# [Description of the task]
In the listing below, reproduce word for word every line from the one containing "Each instance of the shower enclosure" through the one containing "[[527, 280], [490, 277]]", including both of those lines.

[Items from a dataset]
# # # # # # #

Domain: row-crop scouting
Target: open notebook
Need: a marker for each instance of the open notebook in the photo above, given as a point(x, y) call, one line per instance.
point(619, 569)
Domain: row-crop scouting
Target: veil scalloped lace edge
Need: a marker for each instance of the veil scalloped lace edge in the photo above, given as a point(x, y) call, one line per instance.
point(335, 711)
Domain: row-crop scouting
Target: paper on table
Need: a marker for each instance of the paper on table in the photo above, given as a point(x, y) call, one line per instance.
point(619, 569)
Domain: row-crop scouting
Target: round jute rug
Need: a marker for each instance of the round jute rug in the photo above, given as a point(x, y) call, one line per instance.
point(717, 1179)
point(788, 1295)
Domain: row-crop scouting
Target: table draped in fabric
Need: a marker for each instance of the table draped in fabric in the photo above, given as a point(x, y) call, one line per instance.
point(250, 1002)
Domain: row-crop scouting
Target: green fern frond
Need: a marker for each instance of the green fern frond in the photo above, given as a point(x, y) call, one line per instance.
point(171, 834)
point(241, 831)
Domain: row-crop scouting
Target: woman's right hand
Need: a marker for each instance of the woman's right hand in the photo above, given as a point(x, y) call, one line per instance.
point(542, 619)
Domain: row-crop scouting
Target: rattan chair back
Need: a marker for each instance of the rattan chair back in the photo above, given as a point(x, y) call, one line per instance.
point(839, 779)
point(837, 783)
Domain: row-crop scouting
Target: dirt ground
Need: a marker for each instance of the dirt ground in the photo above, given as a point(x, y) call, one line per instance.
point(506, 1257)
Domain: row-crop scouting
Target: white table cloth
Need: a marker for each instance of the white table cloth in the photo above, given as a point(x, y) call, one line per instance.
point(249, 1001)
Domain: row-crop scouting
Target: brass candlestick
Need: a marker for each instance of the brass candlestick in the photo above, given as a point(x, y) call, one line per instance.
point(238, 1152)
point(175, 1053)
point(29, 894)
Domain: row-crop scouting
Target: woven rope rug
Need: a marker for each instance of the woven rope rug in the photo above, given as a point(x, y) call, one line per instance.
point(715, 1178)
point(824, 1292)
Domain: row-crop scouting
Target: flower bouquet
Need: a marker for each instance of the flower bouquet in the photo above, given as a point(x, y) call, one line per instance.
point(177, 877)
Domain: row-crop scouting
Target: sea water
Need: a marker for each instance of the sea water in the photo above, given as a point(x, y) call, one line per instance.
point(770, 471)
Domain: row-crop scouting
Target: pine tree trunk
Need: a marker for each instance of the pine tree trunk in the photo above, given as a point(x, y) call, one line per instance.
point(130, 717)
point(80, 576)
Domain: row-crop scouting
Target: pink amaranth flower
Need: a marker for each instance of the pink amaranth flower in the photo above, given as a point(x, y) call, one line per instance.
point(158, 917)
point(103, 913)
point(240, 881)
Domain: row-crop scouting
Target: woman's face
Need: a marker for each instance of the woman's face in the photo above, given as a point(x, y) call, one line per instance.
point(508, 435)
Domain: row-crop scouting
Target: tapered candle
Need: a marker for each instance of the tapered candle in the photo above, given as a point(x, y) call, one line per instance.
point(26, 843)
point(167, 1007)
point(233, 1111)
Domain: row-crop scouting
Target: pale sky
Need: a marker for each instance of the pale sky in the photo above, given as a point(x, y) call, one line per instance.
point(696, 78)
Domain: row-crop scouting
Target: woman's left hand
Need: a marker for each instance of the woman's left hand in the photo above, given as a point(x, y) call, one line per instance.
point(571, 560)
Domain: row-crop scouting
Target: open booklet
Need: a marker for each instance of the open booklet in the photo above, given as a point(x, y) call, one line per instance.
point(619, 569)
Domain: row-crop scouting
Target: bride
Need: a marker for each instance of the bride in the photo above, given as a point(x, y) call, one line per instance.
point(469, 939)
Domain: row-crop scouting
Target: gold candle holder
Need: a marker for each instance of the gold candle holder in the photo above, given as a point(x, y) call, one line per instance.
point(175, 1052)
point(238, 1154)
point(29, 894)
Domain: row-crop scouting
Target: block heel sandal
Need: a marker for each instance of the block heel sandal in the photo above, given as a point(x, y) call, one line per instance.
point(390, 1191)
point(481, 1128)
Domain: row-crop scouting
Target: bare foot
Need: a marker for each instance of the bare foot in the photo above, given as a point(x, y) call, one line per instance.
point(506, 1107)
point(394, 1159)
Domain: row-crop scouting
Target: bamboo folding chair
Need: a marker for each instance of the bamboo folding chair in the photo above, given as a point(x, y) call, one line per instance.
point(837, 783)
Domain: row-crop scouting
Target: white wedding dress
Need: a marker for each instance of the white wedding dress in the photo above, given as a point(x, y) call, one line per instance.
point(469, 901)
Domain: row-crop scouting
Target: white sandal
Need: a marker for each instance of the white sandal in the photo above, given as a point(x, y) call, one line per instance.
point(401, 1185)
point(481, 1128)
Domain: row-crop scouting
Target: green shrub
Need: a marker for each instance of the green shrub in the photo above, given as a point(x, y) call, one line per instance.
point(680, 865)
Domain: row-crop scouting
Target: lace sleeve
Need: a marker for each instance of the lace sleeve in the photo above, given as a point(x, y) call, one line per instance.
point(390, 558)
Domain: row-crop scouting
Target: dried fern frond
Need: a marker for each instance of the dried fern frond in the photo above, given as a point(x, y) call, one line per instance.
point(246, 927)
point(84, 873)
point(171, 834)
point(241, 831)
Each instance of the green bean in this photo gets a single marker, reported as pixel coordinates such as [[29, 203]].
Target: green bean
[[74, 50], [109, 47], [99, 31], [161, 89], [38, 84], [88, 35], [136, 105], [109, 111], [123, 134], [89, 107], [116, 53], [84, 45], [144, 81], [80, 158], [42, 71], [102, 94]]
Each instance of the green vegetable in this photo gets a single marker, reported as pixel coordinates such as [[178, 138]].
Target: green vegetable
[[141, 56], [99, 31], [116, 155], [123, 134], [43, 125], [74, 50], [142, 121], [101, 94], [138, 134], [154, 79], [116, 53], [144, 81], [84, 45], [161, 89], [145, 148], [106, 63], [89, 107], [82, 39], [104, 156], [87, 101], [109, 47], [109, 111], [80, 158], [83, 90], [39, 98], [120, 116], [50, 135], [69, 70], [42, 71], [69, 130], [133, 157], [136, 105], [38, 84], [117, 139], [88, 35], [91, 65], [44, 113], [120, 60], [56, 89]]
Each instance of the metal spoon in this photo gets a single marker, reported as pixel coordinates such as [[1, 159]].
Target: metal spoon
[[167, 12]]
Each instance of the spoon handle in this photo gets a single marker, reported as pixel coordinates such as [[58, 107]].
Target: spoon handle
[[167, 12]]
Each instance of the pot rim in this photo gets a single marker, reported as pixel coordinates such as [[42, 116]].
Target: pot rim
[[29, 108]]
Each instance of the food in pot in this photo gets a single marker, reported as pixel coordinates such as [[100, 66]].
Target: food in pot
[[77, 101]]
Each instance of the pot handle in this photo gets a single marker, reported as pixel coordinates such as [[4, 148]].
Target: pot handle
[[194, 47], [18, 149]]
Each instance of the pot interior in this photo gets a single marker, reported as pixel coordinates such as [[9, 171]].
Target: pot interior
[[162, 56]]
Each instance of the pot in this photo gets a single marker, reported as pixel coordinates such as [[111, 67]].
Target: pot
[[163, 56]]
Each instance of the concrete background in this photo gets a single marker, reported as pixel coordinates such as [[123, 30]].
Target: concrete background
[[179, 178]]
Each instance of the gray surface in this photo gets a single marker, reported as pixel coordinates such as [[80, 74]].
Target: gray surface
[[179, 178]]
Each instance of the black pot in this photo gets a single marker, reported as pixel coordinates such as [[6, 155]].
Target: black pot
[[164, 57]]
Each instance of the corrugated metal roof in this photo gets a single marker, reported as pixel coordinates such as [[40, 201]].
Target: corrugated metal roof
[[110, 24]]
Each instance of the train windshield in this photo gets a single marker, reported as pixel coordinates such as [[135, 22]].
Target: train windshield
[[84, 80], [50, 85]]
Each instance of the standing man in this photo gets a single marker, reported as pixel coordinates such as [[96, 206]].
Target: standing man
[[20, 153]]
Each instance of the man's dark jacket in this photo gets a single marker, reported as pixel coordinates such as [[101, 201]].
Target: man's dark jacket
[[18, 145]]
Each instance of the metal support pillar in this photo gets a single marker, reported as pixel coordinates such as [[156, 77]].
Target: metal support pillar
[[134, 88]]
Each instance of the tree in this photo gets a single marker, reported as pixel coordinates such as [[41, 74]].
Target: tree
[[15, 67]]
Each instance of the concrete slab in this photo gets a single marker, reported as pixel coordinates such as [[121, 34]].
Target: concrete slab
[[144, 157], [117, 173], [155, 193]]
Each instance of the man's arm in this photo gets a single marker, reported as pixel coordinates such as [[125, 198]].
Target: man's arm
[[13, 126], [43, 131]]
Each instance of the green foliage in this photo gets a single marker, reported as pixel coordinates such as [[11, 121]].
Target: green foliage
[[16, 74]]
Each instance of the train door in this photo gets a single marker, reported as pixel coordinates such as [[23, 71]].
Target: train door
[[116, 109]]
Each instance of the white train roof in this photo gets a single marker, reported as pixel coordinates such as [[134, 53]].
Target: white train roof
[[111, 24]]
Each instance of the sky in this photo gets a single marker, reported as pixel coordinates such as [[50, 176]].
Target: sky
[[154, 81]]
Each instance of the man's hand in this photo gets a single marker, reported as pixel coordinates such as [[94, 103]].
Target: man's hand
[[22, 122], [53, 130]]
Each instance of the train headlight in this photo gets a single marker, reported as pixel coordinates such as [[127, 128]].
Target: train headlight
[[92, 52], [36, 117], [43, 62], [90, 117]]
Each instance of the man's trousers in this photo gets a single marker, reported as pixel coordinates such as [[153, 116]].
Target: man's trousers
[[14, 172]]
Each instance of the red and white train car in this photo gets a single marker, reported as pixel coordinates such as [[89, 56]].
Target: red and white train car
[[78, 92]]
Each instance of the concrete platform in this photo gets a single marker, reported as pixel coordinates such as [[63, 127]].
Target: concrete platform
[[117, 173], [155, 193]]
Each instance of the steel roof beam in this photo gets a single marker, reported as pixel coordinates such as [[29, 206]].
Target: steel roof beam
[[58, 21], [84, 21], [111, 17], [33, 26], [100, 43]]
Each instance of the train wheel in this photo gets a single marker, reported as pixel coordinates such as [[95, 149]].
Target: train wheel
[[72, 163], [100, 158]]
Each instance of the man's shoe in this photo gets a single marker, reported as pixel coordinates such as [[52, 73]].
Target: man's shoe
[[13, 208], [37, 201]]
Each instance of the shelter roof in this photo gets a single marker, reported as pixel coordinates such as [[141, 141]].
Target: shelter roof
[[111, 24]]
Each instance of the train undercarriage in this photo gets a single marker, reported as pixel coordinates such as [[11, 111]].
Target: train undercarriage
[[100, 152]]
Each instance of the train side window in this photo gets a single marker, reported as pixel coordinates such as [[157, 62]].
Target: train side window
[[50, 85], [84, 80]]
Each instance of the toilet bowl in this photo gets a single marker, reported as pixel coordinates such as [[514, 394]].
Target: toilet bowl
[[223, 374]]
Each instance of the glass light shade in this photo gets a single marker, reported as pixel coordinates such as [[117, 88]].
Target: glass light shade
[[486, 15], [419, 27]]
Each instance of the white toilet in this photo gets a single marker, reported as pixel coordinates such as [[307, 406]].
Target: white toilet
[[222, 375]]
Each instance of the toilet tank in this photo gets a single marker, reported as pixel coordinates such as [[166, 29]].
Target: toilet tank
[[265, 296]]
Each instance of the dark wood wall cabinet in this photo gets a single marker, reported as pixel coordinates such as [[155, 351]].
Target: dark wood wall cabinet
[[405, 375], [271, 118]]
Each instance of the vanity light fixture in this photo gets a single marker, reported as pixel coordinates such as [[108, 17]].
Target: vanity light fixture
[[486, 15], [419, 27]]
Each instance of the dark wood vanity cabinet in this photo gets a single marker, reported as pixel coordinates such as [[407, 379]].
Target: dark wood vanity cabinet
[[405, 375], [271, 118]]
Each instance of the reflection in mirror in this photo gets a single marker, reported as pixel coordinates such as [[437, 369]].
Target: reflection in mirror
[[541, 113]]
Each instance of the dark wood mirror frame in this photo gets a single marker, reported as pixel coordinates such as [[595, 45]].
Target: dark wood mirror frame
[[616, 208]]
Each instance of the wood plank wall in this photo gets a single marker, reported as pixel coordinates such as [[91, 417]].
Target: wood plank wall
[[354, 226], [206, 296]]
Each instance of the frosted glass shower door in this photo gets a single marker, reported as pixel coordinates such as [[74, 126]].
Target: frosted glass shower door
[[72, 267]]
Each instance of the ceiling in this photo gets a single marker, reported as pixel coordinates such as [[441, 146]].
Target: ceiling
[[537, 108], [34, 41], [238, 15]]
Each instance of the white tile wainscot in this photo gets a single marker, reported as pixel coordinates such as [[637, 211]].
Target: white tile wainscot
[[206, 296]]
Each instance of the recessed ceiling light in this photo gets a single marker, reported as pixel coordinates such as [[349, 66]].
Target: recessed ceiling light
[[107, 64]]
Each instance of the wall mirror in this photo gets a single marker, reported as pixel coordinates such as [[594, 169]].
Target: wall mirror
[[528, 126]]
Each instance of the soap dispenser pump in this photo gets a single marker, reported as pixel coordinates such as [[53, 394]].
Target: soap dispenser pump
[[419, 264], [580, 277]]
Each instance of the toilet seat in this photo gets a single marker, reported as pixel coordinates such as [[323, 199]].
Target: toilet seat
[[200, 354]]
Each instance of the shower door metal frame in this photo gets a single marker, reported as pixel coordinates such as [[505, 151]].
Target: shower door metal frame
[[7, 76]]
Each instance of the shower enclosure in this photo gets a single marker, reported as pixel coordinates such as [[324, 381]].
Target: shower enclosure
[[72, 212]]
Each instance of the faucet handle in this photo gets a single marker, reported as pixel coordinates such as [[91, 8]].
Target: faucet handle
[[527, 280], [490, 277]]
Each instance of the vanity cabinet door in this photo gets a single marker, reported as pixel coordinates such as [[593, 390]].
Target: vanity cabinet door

# # # # # # #

# [Worked solution]
Each instance of the shower enclosure in this photo gets a single marker, reported as pixel coordinates such as [[324, 381]].
Target: shower enclosure
[[72, 212]]
Each instance of the faucet handle in this photo gets a single marker, reported as pixel coordinates such as [[91, 8]].
Target: faucet handle
[[527, 280], [490, 277]]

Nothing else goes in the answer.